**OBJECTIVE:** Take the entries starting with the line with "Locate the dense" and going on through the line with "Target: hillside slope", and write them out again with "dense forest" swapped for "thick woodland", keeping everything else the same.

**INPUT ROWS:**
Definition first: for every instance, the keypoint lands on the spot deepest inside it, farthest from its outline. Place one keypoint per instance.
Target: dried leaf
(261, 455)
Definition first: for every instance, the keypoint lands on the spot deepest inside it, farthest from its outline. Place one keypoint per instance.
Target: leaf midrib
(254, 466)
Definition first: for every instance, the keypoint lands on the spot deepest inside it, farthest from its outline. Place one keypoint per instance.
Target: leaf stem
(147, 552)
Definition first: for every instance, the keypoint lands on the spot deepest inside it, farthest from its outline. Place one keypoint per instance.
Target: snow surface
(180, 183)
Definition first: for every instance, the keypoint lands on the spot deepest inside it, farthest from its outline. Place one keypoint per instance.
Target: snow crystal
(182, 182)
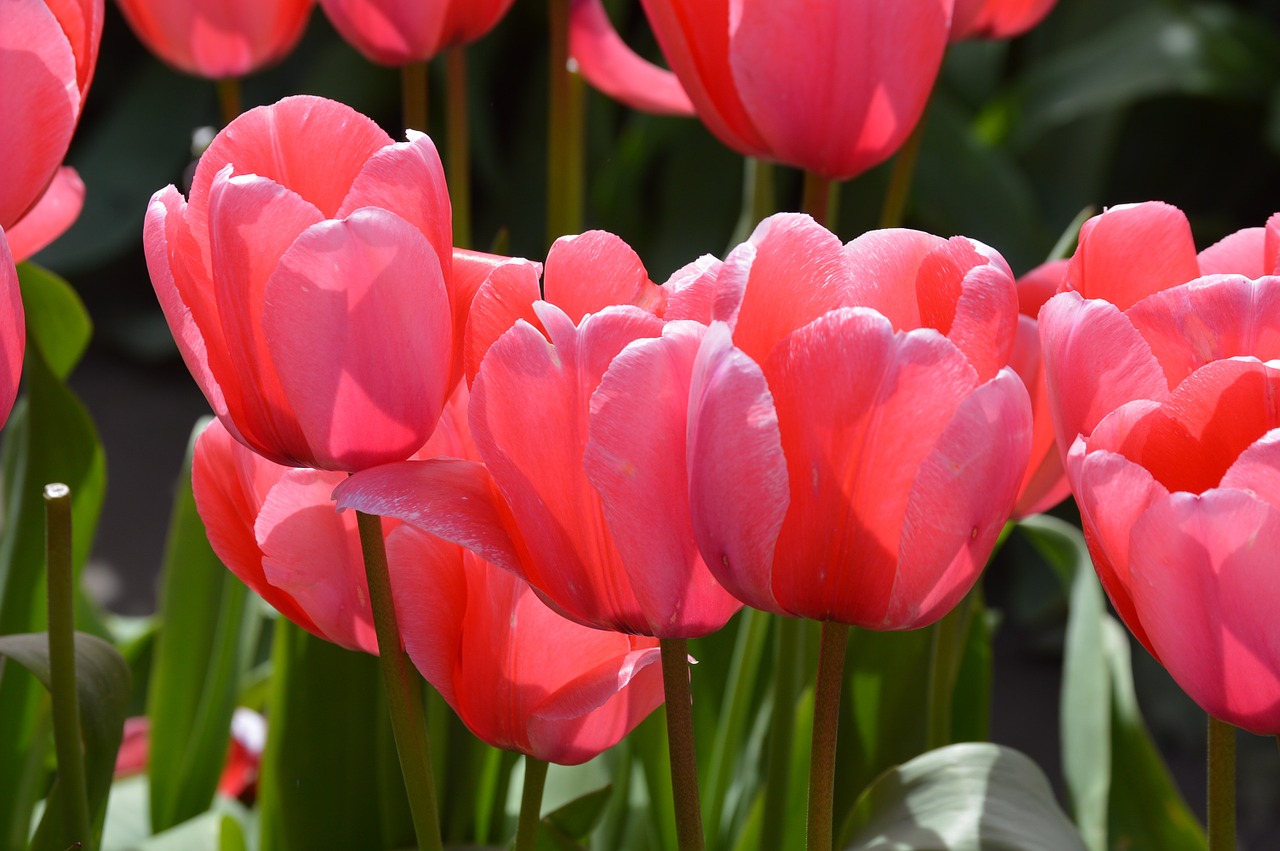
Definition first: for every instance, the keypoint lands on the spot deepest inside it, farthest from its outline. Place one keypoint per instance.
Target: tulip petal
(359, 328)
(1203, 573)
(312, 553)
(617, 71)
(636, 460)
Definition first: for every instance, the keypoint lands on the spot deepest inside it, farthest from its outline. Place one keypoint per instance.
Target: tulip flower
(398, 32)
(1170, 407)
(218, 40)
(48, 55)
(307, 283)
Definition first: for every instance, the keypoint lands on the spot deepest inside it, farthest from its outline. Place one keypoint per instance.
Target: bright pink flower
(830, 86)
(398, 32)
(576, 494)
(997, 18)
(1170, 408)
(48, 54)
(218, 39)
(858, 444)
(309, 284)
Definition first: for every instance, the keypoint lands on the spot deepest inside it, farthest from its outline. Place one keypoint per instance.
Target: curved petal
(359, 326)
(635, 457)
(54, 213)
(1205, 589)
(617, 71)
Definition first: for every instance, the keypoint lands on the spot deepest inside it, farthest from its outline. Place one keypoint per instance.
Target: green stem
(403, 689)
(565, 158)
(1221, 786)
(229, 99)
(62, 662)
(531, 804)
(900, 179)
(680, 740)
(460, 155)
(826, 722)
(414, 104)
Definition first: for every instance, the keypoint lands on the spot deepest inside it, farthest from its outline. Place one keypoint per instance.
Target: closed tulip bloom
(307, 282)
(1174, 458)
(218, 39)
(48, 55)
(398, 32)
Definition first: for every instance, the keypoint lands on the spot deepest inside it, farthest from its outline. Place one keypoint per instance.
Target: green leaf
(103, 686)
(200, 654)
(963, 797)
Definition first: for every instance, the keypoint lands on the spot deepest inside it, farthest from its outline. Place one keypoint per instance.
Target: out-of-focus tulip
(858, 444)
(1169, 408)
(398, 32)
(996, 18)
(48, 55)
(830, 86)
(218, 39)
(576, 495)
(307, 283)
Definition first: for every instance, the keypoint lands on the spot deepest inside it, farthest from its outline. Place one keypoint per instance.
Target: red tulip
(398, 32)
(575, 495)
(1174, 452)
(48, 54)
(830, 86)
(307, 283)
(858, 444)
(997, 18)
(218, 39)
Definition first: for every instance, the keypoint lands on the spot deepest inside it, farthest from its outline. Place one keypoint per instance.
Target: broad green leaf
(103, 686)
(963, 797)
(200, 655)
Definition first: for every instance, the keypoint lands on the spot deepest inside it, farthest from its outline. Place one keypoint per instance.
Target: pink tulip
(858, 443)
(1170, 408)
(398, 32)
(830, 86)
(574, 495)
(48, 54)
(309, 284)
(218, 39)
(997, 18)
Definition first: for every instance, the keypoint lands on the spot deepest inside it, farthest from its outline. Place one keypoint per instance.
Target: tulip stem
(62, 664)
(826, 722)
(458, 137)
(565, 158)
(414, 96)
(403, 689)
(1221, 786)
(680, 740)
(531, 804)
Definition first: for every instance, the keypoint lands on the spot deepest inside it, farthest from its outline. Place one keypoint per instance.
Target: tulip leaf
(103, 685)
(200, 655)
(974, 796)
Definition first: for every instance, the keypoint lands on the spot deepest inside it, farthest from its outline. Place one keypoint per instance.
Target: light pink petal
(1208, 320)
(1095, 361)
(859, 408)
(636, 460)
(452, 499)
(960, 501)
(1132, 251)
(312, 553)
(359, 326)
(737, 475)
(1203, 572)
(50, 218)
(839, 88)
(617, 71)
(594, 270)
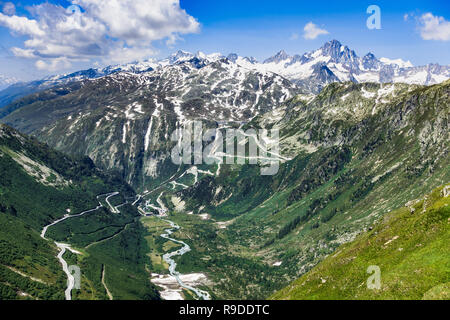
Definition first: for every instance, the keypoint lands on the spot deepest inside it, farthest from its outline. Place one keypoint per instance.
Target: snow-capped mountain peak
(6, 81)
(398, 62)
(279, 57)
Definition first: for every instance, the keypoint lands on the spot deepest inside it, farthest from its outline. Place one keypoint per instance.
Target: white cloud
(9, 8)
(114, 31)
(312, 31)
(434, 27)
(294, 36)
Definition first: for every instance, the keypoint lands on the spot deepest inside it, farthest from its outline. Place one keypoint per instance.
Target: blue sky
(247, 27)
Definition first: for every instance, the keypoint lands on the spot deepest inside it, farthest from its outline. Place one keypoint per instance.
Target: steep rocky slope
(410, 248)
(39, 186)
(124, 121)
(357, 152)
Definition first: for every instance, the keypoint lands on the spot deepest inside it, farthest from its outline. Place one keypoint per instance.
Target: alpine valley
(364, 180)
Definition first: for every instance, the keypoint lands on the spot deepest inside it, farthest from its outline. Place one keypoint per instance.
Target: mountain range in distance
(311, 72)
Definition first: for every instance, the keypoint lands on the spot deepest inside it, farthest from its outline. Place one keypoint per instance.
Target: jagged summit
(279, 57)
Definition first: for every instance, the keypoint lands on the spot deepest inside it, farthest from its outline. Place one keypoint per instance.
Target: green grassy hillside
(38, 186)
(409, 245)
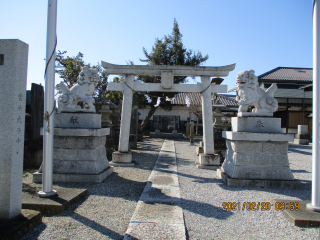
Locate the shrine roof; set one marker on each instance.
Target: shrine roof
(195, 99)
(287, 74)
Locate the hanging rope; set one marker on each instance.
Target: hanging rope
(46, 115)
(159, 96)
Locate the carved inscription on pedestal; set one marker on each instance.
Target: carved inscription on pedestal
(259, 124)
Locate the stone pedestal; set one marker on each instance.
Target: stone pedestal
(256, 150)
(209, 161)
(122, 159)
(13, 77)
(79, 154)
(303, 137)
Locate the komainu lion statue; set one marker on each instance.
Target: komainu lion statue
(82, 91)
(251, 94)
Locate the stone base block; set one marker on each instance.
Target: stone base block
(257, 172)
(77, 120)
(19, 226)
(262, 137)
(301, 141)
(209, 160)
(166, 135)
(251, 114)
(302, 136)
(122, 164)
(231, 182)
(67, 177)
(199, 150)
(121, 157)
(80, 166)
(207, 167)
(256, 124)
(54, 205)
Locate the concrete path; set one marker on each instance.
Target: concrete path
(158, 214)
---
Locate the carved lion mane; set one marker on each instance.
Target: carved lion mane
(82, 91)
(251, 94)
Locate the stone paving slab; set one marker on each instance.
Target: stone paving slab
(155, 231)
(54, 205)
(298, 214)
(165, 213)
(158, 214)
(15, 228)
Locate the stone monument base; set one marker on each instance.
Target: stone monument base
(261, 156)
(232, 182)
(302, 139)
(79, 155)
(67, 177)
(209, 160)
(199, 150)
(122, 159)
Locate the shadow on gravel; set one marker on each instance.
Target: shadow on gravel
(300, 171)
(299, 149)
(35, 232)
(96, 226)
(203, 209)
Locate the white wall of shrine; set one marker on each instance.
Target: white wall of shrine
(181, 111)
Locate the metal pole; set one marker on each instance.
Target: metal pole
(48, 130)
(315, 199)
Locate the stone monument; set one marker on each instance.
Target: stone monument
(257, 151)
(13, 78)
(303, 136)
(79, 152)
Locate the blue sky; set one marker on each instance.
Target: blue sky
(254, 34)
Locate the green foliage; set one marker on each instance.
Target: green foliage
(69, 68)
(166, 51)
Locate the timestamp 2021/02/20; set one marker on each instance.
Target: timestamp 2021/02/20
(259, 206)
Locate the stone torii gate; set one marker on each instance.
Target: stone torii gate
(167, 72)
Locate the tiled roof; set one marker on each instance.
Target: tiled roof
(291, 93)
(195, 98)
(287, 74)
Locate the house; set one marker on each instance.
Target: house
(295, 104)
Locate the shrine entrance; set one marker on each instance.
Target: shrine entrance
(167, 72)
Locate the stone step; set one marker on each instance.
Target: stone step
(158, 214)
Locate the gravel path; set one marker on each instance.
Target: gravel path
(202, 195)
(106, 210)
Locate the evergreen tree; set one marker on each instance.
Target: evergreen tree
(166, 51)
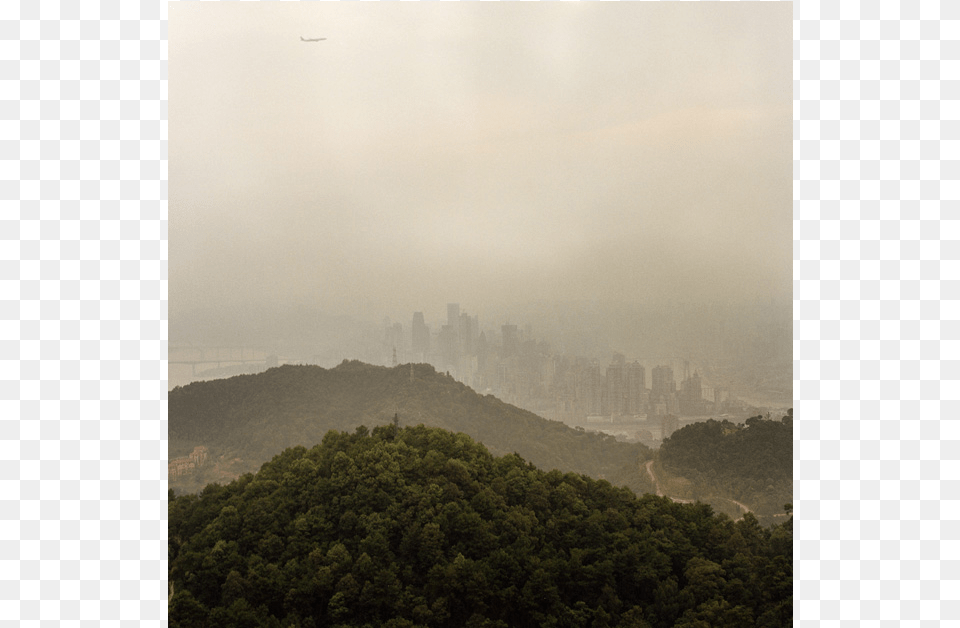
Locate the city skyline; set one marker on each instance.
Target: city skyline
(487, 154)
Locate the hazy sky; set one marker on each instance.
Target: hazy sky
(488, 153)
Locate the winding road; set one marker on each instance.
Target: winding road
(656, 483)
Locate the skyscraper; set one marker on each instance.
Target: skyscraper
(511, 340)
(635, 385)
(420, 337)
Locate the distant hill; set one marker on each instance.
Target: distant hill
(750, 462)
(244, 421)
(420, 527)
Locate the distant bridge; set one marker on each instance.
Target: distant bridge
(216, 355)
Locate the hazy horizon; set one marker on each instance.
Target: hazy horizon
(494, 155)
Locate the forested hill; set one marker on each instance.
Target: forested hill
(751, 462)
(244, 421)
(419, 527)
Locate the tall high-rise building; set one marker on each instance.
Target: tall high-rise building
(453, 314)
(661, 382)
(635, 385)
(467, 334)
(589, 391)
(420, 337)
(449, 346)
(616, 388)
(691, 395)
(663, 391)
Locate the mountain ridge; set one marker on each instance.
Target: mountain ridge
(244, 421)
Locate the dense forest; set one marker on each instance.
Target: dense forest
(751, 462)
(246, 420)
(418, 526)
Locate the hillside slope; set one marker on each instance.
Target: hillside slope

**PROBLEM SOLUTION:**
Locate the thick woodland; set one marker on each instance.
Target: thick woodland
(751, 462)
(246, 420)
(418, 526)
Locate the hillside slope; set one marker on each instance.
Target: hillside slope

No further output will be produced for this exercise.